取り組む作業 → 「the framed artwork」を含む行で始まり「[(175, 250), (205, 208), (221, 241)]」を含む行で終わる部分を、両端の行も含めて、1行を1つの文字列とするJSONリストに書き直す。空行は入れず、この範囲の行だけを扱うこと。

データソースから取った項目
==================================================
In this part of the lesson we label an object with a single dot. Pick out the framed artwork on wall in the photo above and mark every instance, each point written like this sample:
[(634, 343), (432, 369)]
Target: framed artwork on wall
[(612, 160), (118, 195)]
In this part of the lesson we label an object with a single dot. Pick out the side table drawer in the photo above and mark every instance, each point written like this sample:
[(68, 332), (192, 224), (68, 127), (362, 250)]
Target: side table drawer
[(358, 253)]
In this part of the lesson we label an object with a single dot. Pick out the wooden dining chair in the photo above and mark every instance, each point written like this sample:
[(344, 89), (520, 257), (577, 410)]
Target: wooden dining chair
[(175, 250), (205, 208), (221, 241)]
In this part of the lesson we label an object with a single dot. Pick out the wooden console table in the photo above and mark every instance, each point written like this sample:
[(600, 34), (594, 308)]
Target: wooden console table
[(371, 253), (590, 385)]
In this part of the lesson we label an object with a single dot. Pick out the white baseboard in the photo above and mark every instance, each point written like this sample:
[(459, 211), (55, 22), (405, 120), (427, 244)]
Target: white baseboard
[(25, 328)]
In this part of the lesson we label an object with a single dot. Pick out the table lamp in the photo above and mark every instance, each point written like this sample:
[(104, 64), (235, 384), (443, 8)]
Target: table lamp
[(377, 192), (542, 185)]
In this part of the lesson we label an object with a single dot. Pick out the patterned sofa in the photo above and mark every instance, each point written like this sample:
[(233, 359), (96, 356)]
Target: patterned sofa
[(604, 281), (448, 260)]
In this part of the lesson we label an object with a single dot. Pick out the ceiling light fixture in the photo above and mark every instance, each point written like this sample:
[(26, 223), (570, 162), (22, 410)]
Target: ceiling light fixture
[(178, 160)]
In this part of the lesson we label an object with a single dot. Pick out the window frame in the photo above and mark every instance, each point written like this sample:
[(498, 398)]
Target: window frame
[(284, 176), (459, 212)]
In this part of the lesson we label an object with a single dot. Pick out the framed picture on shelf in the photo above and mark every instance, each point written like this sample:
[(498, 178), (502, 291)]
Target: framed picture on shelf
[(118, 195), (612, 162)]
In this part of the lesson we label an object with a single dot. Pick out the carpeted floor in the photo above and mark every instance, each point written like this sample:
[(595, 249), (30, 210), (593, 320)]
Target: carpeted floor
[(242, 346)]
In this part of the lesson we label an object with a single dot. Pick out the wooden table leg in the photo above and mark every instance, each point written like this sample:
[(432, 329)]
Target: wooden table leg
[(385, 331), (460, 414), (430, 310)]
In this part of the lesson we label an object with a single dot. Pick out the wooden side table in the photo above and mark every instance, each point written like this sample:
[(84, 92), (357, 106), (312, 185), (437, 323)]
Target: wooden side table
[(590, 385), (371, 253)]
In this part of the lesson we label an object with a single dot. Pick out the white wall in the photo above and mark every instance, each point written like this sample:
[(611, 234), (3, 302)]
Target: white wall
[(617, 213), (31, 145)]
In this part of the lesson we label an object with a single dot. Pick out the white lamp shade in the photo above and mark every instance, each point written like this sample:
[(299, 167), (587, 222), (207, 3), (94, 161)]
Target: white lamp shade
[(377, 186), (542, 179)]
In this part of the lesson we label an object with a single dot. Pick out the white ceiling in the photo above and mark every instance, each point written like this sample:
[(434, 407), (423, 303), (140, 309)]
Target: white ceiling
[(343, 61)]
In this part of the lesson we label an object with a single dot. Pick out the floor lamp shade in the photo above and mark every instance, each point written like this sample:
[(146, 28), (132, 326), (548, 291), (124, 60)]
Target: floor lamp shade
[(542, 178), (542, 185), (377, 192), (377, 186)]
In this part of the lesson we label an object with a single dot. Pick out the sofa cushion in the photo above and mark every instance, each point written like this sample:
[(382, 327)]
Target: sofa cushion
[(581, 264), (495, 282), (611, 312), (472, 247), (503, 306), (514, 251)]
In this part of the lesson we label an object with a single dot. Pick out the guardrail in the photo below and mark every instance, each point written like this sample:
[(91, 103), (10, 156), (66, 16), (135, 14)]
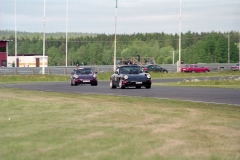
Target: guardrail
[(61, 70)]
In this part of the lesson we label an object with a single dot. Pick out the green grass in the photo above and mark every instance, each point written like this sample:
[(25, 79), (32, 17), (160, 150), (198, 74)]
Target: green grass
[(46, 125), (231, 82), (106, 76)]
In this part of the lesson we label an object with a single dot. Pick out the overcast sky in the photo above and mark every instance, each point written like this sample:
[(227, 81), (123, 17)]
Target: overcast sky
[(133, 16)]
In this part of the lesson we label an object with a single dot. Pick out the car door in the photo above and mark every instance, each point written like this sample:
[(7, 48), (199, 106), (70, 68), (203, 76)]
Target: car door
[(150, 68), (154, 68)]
==================================================
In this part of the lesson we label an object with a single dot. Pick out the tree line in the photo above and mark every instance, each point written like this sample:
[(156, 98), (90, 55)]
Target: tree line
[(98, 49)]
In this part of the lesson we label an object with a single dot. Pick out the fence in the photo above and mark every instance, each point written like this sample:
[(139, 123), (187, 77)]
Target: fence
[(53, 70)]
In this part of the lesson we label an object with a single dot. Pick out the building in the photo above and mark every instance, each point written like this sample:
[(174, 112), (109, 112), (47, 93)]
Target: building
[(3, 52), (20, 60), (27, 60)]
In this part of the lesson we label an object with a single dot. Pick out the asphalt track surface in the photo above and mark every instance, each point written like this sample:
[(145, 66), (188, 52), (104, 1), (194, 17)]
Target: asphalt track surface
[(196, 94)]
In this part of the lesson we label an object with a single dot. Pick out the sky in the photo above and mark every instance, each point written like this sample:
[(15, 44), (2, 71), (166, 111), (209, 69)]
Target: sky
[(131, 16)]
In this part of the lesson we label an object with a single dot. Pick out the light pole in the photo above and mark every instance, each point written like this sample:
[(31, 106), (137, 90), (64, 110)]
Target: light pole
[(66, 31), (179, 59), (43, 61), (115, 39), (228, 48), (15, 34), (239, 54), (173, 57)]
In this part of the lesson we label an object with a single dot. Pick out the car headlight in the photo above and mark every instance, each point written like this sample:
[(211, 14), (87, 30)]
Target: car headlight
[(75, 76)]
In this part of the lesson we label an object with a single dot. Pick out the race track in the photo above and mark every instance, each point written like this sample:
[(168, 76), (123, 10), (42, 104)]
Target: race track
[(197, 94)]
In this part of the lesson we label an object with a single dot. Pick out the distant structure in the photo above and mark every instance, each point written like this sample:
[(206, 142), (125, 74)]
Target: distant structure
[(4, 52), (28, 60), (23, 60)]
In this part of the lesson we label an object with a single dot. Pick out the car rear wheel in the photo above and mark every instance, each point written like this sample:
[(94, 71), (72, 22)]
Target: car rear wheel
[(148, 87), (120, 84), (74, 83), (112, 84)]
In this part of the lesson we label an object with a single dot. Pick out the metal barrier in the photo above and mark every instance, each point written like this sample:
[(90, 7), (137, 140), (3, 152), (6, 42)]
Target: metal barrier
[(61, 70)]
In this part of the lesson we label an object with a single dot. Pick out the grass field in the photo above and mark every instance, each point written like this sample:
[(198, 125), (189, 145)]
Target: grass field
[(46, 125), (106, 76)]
==================================================
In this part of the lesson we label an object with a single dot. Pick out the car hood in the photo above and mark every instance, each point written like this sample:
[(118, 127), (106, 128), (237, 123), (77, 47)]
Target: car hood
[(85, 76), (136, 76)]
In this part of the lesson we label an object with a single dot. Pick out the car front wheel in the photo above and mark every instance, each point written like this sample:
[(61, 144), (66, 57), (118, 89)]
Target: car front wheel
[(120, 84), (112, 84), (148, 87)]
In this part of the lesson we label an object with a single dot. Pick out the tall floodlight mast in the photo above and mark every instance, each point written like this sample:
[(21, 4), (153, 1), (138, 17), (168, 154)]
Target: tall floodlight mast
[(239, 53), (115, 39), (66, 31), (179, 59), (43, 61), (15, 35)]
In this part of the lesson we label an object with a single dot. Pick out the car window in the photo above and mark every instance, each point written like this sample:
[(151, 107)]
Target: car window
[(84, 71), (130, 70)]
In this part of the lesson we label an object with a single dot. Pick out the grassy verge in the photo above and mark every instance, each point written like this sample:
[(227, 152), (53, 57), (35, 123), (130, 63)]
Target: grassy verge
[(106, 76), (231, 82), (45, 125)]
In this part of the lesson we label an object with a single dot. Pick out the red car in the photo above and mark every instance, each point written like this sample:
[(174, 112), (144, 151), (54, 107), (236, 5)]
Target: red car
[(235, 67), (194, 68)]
==================================================
正解 →
[
  "In this part of the lesson we label an object with a single dot. Pick out the framed artwork on wall in the photo above and mark every instance, each point written like this sample:",
  "[(634, 343), (432, 369)]",
  "Target: framed artwork on wall",
  "[(612, 160), (118, 195)]",
  "In this part of the lesson we label an object with a single dot. Pick out the side table drawer in the photo above and mark every instance, each point written like this sample:",
  "[(68, 332), (192, 224), (68, 127), (362, 250)]",
  "Target: side table drawer",
  "[(358, 253)]",
  "In this part of the lesson we label an object with a single dot. Pick out the wooden dining chair in the photo above and mark every instance, each point written like this sample:",
  "[(344, 89), (520, 257), (577, 410)]",
  "Target: wooden dining chair",
  "[(175, 250), (205, 208), (221, 241)]"
]